What this task involves:
The entries below are to be repeated exactly, and their pictures left out.

Text-to-region grounding data:
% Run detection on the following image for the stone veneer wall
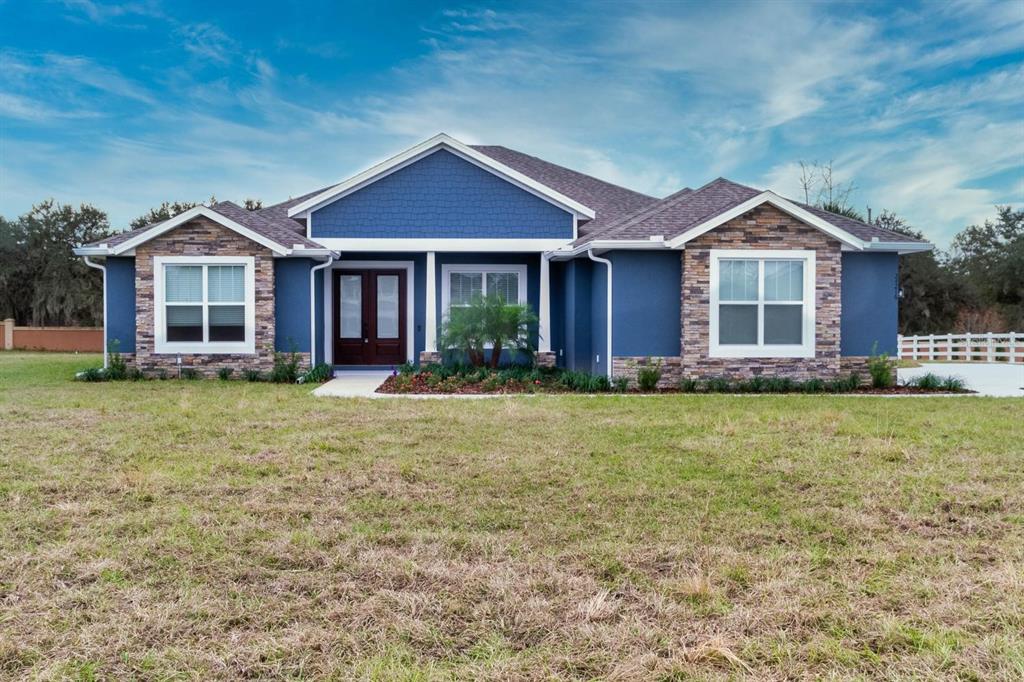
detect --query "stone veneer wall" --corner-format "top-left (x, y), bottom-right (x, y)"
top-left (680, 205), bottom-right (843, 380)
top-left (611, 356), bottom-right (683, 388)
top-left (131, 217), bottom-right (280, 377)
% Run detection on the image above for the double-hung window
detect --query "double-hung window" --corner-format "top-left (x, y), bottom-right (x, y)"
top-left (709, 249), bottom-right (815, 358)
top-left (154, 256), bottom-right (256, 354)
top-left (441, 264), bottom-right (528, 320)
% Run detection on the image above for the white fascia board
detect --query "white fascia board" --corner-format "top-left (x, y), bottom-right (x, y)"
top-left (110, 206), bottom-right (290, 256)
top-left (73, 246), bottom-right (112, 256)
top-left (665, 192), bottom-right (868, 250)
top-left (313, 237), bottom-right (570, 252)
top-left (286, 133), bottom-right (596, 220)
top-left (546, 239), bottom-right (672, 260)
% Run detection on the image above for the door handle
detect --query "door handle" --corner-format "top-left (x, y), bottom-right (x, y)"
top-left (364, 338), bottom-right (368, 343)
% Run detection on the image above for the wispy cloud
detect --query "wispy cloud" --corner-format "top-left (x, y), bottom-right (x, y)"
top-left (3, 0), bottom-right (1021, 246)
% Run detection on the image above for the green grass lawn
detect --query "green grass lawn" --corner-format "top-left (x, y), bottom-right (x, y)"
top-left (1, 353), bottom-right (1022, 680)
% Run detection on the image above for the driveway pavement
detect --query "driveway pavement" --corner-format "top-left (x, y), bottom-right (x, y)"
top-left (898, 362), bottom-right (1024, 397)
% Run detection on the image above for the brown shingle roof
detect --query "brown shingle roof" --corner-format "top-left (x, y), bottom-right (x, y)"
top-left (470, 145), bottom-right (659, 235)
top-left (575, 177), bottom-right (929, 246)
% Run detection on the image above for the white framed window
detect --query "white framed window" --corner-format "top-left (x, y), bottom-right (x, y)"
top-left (709, 249), bottom-right (816, 358)
top-left (153, 256), bottom-right (256, 354)
top-left (440, 263), bottom-right (528, 319)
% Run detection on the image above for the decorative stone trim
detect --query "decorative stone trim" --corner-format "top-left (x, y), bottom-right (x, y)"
top-left (680, 204), bottom-right (843, 380)
top-left (612, 356), bottom-right (683, 388)
top-left (133, 217), bottom-right (276, 376)
top-left (535, 351), bottom-right (557, 368)
top-left (418, 350), bottom-right (443, 365)
top-left (839, 355), bottom-right (893, 385)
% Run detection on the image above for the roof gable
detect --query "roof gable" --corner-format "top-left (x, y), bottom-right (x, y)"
top-left (307, 149), bottom-right (576, 240)
top-left (287, 133), bottom-right (596, 220)
top-left (74, 204), bottom-right (333, 257)
top-left (571, 177), bottom-right (931, 253)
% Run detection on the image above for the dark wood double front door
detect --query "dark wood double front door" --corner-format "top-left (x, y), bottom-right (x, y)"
top-left (332, 269), bottom-right (407, 365)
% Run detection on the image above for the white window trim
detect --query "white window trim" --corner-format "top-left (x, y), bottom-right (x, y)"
top-left (440, 263), bottom-right (528, 320)
top-left (153, 255), bottom-right (257, 355)
top-left (709, 249), bottom-right (816, 359)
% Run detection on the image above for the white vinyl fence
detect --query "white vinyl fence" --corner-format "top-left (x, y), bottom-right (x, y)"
top-left (897, 332), bottom-right (1023, 363)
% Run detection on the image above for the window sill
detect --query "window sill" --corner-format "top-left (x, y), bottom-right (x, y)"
top-left (709, 344), bottom-right (814, 359)
top-left (154, 342), bottom-right (256, 355)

Exercise output:
% Run detection on the following image for the stone veneer wall
detect --query "stone veneer wall" --corner-format "top-left (x, y), bottom-right (x, y)"
top-left (680, 205), bottom-right (843, 380)
top-left (611, 356), bottom-right (683, 388)
top-left (131, 217), bottom-right (280, 377)
% Run detection on the image above for the double-hung window
detect --query "double-hung window" --corner-format "top-left (x, y), bottom-right (x, y)"
top-left (709, 249), bottom-right (815, 358)
top-left (154, 256), bottom-right (256, 354)
top-left (441, 264), bottom-right (528, 320)
% Run detection on the image above for the white fascia board
detect --query "white fascia board" --corner-format "top-left (x, y), bottom-right (x, y)"
top-left (110, 206), bottom-right (290, 256)
top-left (73, 246), bottom-right (112, 256)
top-left (665, 192), bottom-right (868, 250)
top-left (313, 237), bottom-right (570, 252)
top-left (286, 133), bottom-right (596, 220)
top-left (546, 239), bottom-right (672, 260)
% Run detection on the image above for the door handle
detect --query "door handle" --corner-format "top-left (x, y), bottom-right (x, y)"
top-left (364, 338), bottom-right (368, 343)
% Run detection on the image above for the wispy cloud
detect --query "wispy cloud" --corner-format "top-left (x, y), bottom-right (x, y)"
top-left (3, 0), bottom-right (1021, 246)
% Run detection on the image above for the green grass lawn
detect --query "green grass lawn" --corner-format "top-left (x, y), bottom-right (x, y)"
top-left (1, 353), bottom-right (1022, 680)
% Run detection on the image above for the driveway pavement
detect --query "driveway pavement" --corner-format "top-left (x, y), bottom-right (x, y)"
top-left (898, 362), bottom-right (1024, 397)
% Run detection on the image above for the brown shingle roof
detect --query "brown shingle roof" --corner-format "top-left (x, y), bottom-right (x, y)"
top-left (470, 145), bottom-right (659, 235)
top-left (575, 177), bottom-right (929, 246)
% Run detection on the image above for the white framed window
detect --query "white framed window" --corner-format "top-left (x, y), bottom-right (x, y)"
top-left (709, 249), bottom-right (816, 358)
top-left (153, 256), bottom-right (256, 354)
top-left (440, 263), bottom-right (528, 319)
% Run detection on the image above for the decorative stone trim
detect --query "decorative stone trim" --corner-format "top-left (x, y), bottom-right (x, y)"
top-left (680, 204), bottom-right (843, 380)
top-left (612, 356), bottom-right (683, 388)
top-left (133, 217), bottom-right (276, 376)
top-left (535, 351), bottom-right (557, 368)
top-left (418, 350), bottom-right (443, 365)
top-left (839, 355), bottom-right (893, 385)
% Run detection on the image above for the roof gable
detect --query "roof gable" --corner-format "top-left (x, y), bottom-right (x, y)"
top-left (307, 149), bottom-right (576, 240)
top-left (287, 133), bottom-right (596, 220)
top-left (74, 204), bottom-right (333, 257)
top-left (571, 177), bottom-right (931, 253)
% Run detection on the image above for the dark wood double front door
detect --query "dark wood double front door" --corner-format "top-left (x, y), bottom-right (x, y)"
top-left (332, 269), bottom-right (407, 365)
% Run detection on the image above for the white window trim
detect --query "white window trim" --corner-format "top-left (x, y), bottom-right (x, y)"
top-left (440, 263), bottom-right (528, 320)
top-left (153, 255), bottom-right (257, 355)
top-left (709, 249), bottom-right (816, 359)
% Run detection on the image above for the white vinyl fence
detect --query "white vinyl fence" --corner-format "top-left (x, y), bottom-right (x, y)"
top-left (897, 332), bottom-right (1023, 363)
% Run detection on the image above for the window sill
detect --query "window sill" --corner-format "top-left (x, y), bottom-right (x, y)"
top-left (709, 344), bottom-right (814, 359)
top-left (154, 342), bottom-right (256, 355)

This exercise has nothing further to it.